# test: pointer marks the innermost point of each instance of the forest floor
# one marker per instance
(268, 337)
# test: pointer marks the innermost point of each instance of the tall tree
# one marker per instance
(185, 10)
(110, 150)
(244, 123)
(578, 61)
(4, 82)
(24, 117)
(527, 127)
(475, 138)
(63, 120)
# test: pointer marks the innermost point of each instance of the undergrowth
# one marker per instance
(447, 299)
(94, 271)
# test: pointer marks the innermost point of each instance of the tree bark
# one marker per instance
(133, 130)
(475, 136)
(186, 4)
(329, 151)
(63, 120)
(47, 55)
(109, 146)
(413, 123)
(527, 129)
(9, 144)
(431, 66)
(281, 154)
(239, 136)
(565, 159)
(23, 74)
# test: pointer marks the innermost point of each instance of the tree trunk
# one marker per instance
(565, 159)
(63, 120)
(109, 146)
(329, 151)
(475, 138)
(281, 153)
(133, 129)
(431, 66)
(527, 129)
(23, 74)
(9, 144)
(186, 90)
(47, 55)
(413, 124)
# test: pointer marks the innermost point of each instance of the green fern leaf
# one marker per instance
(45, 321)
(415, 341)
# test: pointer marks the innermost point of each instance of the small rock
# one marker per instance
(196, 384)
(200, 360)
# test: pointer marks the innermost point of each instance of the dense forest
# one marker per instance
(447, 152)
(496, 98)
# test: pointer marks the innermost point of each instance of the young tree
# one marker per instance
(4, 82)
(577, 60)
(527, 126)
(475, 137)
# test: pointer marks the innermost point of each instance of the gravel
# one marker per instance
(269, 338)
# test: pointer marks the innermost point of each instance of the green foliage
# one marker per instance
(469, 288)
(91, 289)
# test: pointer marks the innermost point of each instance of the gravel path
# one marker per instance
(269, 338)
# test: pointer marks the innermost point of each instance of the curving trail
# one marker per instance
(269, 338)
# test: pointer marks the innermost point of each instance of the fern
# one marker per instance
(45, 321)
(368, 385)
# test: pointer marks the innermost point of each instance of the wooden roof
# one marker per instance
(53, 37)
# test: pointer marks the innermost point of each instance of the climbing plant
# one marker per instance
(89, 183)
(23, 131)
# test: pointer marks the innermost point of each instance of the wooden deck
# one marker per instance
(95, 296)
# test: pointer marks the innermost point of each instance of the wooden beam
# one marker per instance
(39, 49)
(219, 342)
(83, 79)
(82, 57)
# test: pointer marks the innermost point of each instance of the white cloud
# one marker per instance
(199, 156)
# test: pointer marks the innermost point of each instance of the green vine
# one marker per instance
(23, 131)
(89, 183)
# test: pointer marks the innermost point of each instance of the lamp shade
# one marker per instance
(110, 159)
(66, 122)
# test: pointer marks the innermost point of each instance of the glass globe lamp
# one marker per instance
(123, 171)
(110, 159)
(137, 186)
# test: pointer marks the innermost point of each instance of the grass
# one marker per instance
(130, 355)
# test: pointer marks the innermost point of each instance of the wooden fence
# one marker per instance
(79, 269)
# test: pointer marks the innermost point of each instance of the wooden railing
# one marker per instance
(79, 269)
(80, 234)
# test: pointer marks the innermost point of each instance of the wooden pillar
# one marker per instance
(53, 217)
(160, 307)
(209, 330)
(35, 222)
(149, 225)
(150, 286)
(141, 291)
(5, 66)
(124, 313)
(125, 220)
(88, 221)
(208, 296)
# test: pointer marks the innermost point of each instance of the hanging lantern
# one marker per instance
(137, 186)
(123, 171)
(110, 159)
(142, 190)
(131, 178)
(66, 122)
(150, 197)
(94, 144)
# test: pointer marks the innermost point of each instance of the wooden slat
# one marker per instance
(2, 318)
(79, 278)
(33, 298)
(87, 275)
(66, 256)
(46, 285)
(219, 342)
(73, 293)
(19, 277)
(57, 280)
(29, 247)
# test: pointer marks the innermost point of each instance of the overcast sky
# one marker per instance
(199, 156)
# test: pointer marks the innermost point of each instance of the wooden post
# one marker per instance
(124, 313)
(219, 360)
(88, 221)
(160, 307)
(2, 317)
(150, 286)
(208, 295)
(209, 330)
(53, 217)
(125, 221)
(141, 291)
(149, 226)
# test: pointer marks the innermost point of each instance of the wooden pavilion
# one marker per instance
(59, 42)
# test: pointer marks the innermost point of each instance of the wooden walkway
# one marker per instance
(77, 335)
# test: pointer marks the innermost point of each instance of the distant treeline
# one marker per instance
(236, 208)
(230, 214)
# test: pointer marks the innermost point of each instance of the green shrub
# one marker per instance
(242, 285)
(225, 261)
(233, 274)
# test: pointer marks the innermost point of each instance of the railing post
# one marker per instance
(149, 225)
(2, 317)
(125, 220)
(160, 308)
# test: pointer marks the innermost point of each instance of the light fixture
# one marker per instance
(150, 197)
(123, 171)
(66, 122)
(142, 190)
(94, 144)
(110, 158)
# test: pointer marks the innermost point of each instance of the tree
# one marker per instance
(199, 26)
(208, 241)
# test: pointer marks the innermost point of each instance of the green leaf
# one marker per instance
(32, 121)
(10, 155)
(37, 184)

§ §

_TASK DETAILS_: Extract all the material, leaving every line as it is.

_ANSWER_:
# test: pointer marks the innermost point of each instance of the forest floor
# one marker per instance
(268, 337)
# test: pointer marks the innermost point of each instance of the tall tree
# one marker per instance
(185, 10)
(110, 150)
(244, 123)
(578, 61)
(4, 82)
(24, 117)
(527, 127)
(475, 138)
(63, 120)
# test: pointer marks the innermost point of each instance of the undergrowth
# one marker per instance
(447, 299)
(94, 271)
# test: pointer marks the innermost point of each instance of the tree bark
# one marker per instance
(133, 130)
(475, 136)
(186, 4)
(329, 151)
(63, 120)
(47, 55)
(109, 146)
(413, 123)
(527, 129)
(9, 144)
(431, 66)
(281, 154)
(239, 136)
(565, 159)
(23, 74)
# test: pointer marks the innermost point of each instance of the tree trunk
# one marker per instance
(565, 159)
(63, 120)
(109, 146)
(329, 151)
(475, 138)
(281, 153)
(133, 129)
(431, 66)
(527, 129)
(23, 74)
(9, 144)
(186, 90)
(47, 55)
(413, 124)
# test: pointer marks the innermost point of each instance of the green fern leaf
# one marker per instance
(45, 321)
(415, 341)
# test: pointer marks the innermost point of each instance of the small rock
# one marker per instance
(196, 384)
(200, 360)
# test: pointer marks the innermost point of each instance of the dense forest
# one marker per instance
(447, 152)
(496, 98)
# test: pointer marks the innermost point of each instance of the young tree
# one marker per instance
(4, 82)
(577, 60)
(527, 126)
(475, 137)
# test: pointer marks the innermost point of each instance of the gravel
# one marker per instance
(269, 338)
# test: pointer marks the innermost point of each instance of the green foliage
# one marker per instance
(469, 288)
(91, 289)
# test: pointer marks the innermost point of each instance of the gravel path
# one marker per instance
(269, 338)
# test: pointer marks the innermost point of each instance of the curving trail
# one marker per instance
(269, 338)
# test: pointer marks the innermost point of each instance of the fern
# one marker per instance
(45, 321)
(368, 385)
# test: pointer marks the innermost point of each instance of the wooden roof
# one marker per instance
(53, 37)
# test: pointer marks the innermost point of each instance of the climbing plant
# one marker per instance
(89, 183)
(23, 131)
# test: pointer marks the innermost point of each instance of the wooden deck
# one marker per instance
(95, 296)
# test: pointer marks the innermost point of each instance of the wooden beam
# one marker per instance
(39, 49)
(219, 342)
(83, 79)
(82, 57)
# test: pointer marks the innermost point of each instance of the white cloud
# one marker per instance
(199, 156)
# test: pointer marks the innermost point of each instance of the green vine
# one marker per instance
(23, 131)
(89, 183)
# test: pointer marks the innermost point of each instance of the lamp shade
# one marker per instance
(110, 159)
(66, 122)
# test: pointer marks the innermost point of each instance of the glass globe lamp
# one marker per instance
(123, 171)
(110, 159)
(137, 186)
# test: pointer marks the innermost point of each instance of the grass
# one marker per instance
(130, 355)
# test: pointer marks the innermost point of each instance of the wooden fence
# one marker per instance
(79, 269)
# test: pointer marks the innermost point of each instance of the wooden railing
# one marker per instance
(79, 269)
(80, 234)
# test: pointer marks the innermost point of each instance of the wooden pillar
# one marker per instance
(53, 217)
(160, 307)
(209, 330)
(35, 222)
(149, 225)
(150, 286)
(141, 291)
(5, 66)
(124, 313)
(125, 220)
(88, 221)
(208, 296)
# test: pointer marks the innermost point of each instance of the hanging lantern
# one marker per instance
(137, 186)
(123, 171)
(110, 159)
(142, 190)
(131, 178)
(66, 122)
(150, 197)
(94, 144)
# test: pointer marks the innermost point of each instance of the wooden slat
# one marker per instance
(2, 318)
(79, 278)
(33, 298)
(87, 275)
(66, 256)
(46, 285)
(219, 342)
(73, 293)
(19, 277)
(57, 280)
(29, 247)
# test: pointer marks the innermost point of each instance of the overcast sky
# one marker per instance
(199, 156)
# test: pointer marks the innermost point of each instance of the wooden post
# one marker per instance
(124, 313)
(219, 360)
(88, 221)
(160, 307)
(2, 317)
(150, 286)
(208, 295)
(209, 330)
(53, 217)
(125, 221)
(141, 291)
(149, 226)
# test: pointer marks the innermost point of each instance of the wooden pavilion
# one marker per instance
(59, 42)
# test: pointer marks the innermost point of each instance of the wooden walkway
# one marker per instance
(77, 335)
# test: pointer marks the innermost point of each instance of the distant treeline
# one marker per instance
(236, 208)
(230, 214)
# test: pointer marks the innermost point of each instance of the green shrub
# one marker per instance
(242, 285)
(225, 261)
(233, 274)
# test: pointer marks the innermost point of each instance of the railing post
# one marker per instance
(149, 225)
(2, 317)
(125, 220)
(160, 308)
# test: pointer marks the innermost point of each instance of the light fixture
# one marker per instance
(150, 197)
(123, 171)
(66, 122)
(142, 190)
(94, 144)
(110, 158)
# test: pointer marks the innermost point of each instance of the tree
# one marker per instance
(199, 26)
(208, 241)
# test: pointer marks the innermost point of each instance of the green leaf
# one marker per instance
(32, 121)
(10, 155)
(37, 184)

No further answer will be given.